-- Entries supplied follows --

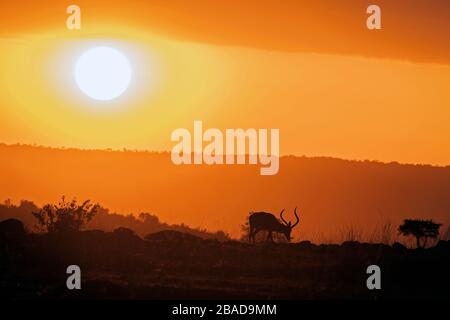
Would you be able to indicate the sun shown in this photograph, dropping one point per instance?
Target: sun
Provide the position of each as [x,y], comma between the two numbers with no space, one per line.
[103,73]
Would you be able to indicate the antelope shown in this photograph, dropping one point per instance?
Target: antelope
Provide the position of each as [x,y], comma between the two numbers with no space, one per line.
[266,221]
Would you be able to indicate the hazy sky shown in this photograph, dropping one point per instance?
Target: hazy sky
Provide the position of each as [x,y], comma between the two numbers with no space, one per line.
[310,68]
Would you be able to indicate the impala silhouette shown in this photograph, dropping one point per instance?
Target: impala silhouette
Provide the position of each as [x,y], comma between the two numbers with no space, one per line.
[259,221]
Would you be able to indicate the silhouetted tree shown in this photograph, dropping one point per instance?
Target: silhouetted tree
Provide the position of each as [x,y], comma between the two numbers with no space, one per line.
[420,229]
[66,216]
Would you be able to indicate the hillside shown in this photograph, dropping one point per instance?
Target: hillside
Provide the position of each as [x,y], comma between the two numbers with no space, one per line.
[332,194]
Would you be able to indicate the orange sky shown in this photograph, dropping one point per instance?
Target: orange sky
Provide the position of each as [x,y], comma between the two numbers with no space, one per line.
[311,69]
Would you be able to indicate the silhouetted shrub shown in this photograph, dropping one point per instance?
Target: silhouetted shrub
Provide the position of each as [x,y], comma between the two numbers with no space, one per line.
[65,216]
[11,229]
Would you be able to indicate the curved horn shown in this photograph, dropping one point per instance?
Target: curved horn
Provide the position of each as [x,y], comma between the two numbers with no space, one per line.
[281,216]
[296,216]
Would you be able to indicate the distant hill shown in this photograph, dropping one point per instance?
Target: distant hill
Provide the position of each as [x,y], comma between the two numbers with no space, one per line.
[332,194]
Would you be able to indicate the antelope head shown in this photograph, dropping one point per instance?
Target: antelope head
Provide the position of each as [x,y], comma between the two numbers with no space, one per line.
[288,226]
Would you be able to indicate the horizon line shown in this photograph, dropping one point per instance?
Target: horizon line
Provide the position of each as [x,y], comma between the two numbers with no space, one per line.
[164,152]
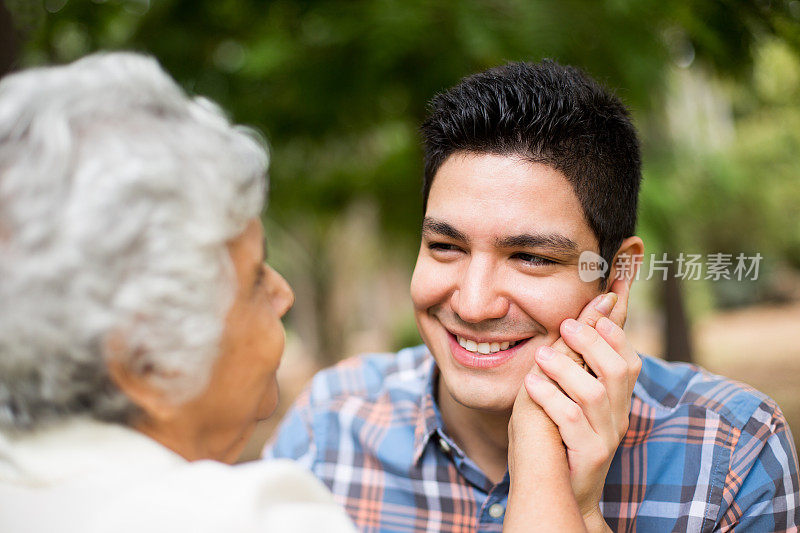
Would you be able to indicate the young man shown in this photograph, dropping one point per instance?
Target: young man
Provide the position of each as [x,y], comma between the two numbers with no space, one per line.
[527,166]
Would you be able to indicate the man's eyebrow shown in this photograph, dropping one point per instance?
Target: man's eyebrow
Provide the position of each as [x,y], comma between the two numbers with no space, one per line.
[432,225]
[552,241]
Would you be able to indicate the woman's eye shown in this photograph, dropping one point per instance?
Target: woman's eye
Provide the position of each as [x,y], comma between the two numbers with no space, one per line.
[534,259]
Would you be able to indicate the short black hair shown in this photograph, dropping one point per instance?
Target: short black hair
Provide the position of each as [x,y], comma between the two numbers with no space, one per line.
[551,114]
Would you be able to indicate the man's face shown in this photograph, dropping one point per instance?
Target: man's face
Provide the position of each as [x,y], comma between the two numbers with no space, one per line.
[497,272]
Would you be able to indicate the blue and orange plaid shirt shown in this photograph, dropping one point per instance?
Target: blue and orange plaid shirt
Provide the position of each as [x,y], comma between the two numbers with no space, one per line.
[702,453]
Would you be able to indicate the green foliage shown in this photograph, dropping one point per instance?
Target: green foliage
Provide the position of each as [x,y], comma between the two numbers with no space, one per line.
[340,87]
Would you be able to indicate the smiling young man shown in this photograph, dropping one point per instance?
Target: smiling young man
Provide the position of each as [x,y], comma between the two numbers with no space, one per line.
[527,167]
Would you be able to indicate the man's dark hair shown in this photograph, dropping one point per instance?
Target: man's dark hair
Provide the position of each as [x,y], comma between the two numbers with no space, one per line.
[550,114]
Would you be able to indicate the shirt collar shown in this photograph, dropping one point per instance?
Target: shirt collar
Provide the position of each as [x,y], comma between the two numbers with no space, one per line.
[429,421]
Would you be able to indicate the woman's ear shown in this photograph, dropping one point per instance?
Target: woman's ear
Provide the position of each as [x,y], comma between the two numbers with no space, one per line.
[136,385]
[627,260]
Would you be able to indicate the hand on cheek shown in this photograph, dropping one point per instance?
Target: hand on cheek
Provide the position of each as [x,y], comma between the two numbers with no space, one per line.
[590,411]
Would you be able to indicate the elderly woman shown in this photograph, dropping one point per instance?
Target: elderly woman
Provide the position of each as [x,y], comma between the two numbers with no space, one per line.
[140,329]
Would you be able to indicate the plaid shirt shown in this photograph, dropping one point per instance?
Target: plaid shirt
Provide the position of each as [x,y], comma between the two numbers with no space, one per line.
[702,453]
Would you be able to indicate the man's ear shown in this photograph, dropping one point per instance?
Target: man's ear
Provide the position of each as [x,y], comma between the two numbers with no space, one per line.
[136,385]
[627,260]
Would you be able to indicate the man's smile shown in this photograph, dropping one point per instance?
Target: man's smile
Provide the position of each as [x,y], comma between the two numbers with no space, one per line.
[483,355]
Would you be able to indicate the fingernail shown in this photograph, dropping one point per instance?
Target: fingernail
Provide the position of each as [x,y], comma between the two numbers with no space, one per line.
[572,326]
[606,304]
[604,325]
[545,353]
[532,378]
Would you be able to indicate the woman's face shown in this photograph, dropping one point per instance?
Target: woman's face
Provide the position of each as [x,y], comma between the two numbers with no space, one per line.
[243,389]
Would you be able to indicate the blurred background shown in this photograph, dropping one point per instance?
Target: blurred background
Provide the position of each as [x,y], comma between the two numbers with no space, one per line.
[339,88]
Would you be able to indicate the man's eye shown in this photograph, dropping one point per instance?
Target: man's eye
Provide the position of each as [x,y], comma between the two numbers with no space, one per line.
[534,259]
[442,246]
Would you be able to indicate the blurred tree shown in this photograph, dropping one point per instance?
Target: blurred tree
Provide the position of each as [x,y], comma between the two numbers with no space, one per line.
[340,88]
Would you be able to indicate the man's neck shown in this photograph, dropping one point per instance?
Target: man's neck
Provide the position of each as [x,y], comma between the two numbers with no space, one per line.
[483,436]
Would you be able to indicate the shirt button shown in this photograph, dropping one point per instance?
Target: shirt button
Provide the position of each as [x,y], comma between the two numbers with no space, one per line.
[444,446]
[496,510]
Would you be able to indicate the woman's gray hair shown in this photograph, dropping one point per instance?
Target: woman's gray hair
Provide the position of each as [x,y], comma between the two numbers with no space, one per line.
[118,194]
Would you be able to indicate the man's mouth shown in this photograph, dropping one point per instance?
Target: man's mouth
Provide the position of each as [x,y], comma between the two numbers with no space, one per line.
[483,353]
[485,348]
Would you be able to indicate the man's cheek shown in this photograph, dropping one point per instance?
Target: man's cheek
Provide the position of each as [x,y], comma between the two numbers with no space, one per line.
[550,301]
[429,284]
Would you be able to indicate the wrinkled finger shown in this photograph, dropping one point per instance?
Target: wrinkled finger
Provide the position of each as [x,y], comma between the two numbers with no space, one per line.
[619,315]
[585,390]
[610,367]
[618,341]
[599,307]
[573,426]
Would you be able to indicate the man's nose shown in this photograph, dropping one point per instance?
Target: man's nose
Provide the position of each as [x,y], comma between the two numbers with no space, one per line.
[477,297]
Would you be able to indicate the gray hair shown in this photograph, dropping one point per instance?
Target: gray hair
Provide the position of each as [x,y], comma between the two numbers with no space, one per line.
[118,194]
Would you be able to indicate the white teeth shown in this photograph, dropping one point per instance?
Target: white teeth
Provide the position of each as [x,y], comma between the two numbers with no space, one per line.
[485,348]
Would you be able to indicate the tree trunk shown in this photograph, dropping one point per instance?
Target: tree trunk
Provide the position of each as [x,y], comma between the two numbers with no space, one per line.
[676,328]
[9,47]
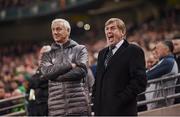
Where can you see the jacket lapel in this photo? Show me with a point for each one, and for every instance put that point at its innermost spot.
(118, 52)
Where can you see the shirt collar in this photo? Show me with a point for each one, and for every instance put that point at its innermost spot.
(119, 44)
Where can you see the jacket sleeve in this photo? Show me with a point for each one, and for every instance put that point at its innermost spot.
(159, 70)
(138, 81)
(80, 70)
(51, 70)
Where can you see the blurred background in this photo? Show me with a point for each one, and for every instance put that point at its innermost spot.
(25, 26)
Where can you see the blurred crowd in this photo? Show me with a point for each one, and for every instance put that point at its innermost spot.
(19, 62)
(16, 3)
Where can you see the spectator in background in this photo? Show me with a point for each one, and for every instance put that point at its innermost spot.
(165, 67)
(176, 43)
(5, 103)
(38, 87)
(120, 73)
(65, 66)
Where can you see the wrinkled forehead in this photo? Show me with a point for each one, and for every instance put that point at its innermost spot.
(57, 24)
(111, 24)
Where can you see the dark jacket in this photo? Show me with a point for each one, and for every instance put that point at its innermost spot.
(67, 95)
(117, 86)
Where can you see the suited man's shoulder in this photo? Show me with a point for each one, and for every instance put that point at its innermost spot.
(135, 48)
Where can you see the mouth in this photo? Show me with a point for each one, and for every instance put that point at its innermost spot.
(110, 38)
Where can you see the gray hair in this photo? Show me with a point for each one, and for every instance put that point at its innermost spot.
(65, 23)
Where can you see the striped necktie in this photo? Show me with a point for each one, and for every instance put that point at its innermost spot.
(109, 55)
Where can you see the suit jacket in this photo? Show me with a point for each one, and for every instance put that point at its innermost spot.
(116, 87)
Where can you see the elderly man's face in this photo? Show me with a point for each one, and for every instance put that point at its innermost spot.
(176, 44)
(113, 34)
(59, 32)
(161, 50)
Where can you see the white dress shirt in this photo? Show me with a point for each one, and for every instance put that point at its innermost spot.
(117, 46)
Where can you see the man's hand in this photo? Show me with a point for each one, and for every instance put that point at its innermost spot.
(73, 65)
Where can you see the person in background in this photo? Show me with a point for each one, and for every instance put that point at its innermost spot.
(176, 43)
(166, 66)
(120, 74)
(38, 91)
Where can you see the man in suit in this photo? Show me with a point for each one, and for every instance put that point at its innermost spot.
(120, 73)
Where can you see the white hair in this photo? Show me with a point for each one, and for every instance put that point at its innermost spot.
(65, 23)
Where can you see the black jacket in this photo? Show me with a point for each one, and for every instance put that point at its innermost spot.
(117, 86)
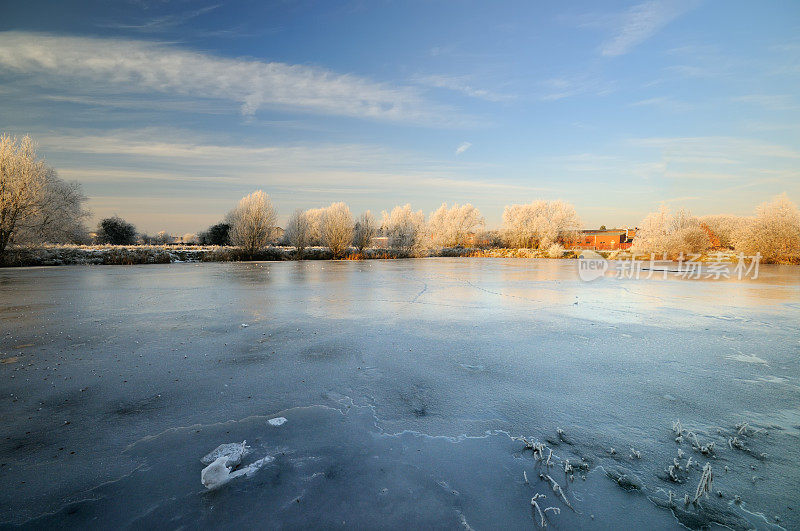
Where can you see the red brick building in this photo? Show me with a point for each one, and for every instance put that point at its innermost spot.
(604, 239)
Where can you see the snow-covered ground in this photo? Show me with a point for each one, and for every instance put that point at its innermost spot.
(405, 386)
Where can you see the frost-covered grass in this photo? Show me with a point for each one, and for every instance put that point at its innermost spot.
(46, 255)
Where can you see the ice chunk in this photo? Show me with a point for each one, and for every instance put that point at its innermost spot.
(217, 473)
(232, 452)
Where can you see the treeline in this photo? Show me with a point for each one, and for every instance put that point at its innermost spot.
(36, 206)
(773, 231)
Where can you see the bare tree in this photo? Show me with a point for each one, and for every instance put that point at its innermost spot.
(540, 224)
(449, 227)
(252, 222)
(298, 231)
(337, 228)
(404, 228)
(774, 232)
(116, 231)
(364, 231)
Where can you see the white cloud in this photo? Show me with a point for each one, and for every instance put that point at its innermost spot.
(461, 84)
(463, 147)
(641, 22)
(116, 66)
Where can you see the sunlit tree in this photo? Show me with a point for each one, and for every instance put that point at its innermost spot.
(35, 204)
(363, 231)
(298, 231)
(337, 228)
(404, 228)
(252, 222)
(449, 227)
(774, 232)
(540, 224)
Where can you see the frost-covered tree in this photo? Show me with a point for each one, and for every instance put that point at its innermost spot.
(337, 228)
(252, 222)
(540, 224)
(60, 215)
(298, 231)
(774, 232)
(404, 228)
(216, 235)
(664, 232)
(725, 227)
(35, 204)
(314, 216)
(116, 231)
(449, 227)
(364, 230)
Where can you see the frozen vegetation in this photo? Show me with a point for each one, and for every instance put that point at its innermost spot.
(37, 208)
(417, 393)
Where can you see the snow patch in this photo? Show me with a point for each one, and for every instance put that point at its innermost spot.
(752, 358)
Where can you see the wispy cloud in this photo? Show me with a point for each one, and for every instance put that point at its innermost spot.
(726, 150)
(773, 102)
(463, 147)
(641, 22)
(461, 84)
(664, 102)
(165, 22)
(118, 66)
(558, 88)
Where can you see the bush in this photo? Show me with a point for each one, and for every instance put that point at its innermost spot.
(116, 231)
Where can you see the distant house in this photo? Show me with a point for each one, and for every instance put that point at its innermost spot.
(604, 240)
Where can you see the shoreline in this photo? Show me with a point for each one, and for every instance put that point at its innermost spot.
(61, 255)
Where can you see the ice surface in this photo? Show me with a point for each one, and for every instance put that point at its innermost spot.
(232, 452)
(403, 383)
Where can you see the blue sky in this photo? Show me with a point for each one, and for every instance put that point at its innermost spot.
(169, 112)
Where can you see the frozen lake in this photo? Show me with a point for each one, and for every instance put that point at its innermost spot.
(402, 383)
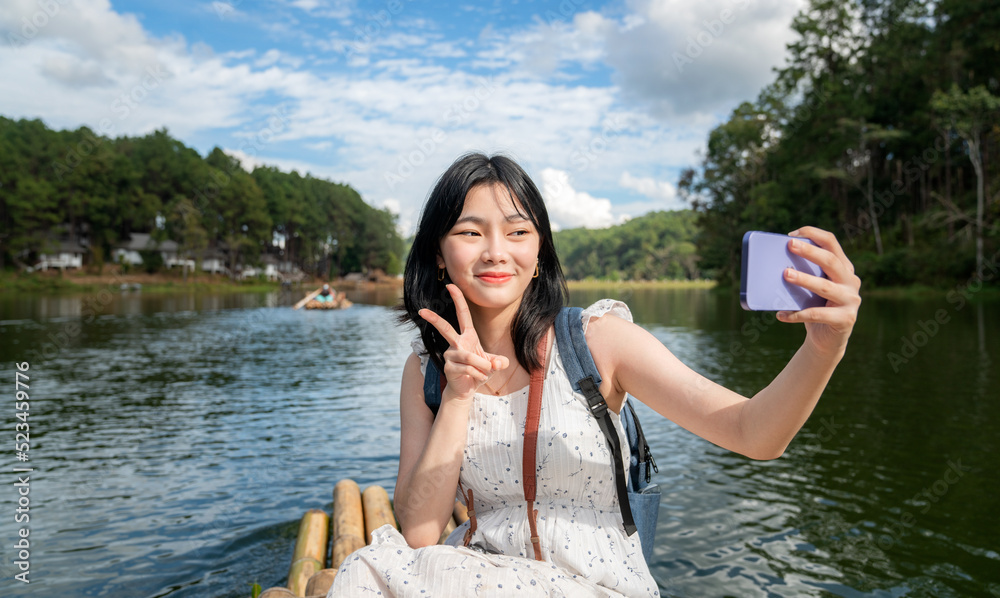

-- Entries supplied concluded --

> Work instruction: Only lines belong in the copy: transcribe those from the start of the data through the line that contains "Would you be able to indicate the silhouetted tree", and skip the pictures.

> Completed exercise:
Would you be able to indicate the sun shown in this photograph, dropping one point per instance?
Target: sun
Provide the position of each as [x,y], comma between the two numbers with no space, one per line.
[103,73]
Would you be able to indicate the antelope shown in this photograph, dropping one point per instance?
Target: antelope
Provide the position of each as [x,y], comma between the two numbers with no space, one per line.
[266,221]
Would you be able to indicate the hazy sky shown in this photograph, dropping one point per instance?
Target: hazy sky
Provide the position of each as [x,y], comma between the two numbers with no space, one per line.
[310,68]
Would you be able to indicate the impala silhouette shown in this photograph, dropping one point per instance?
Target: impala silhouette
Provide the position of each as [x,y], comma between the two numbers with no space, one per line.
[259,221]
Would you be able to indicate the silhouetted tree shown in this photograph, dropping one point per instance?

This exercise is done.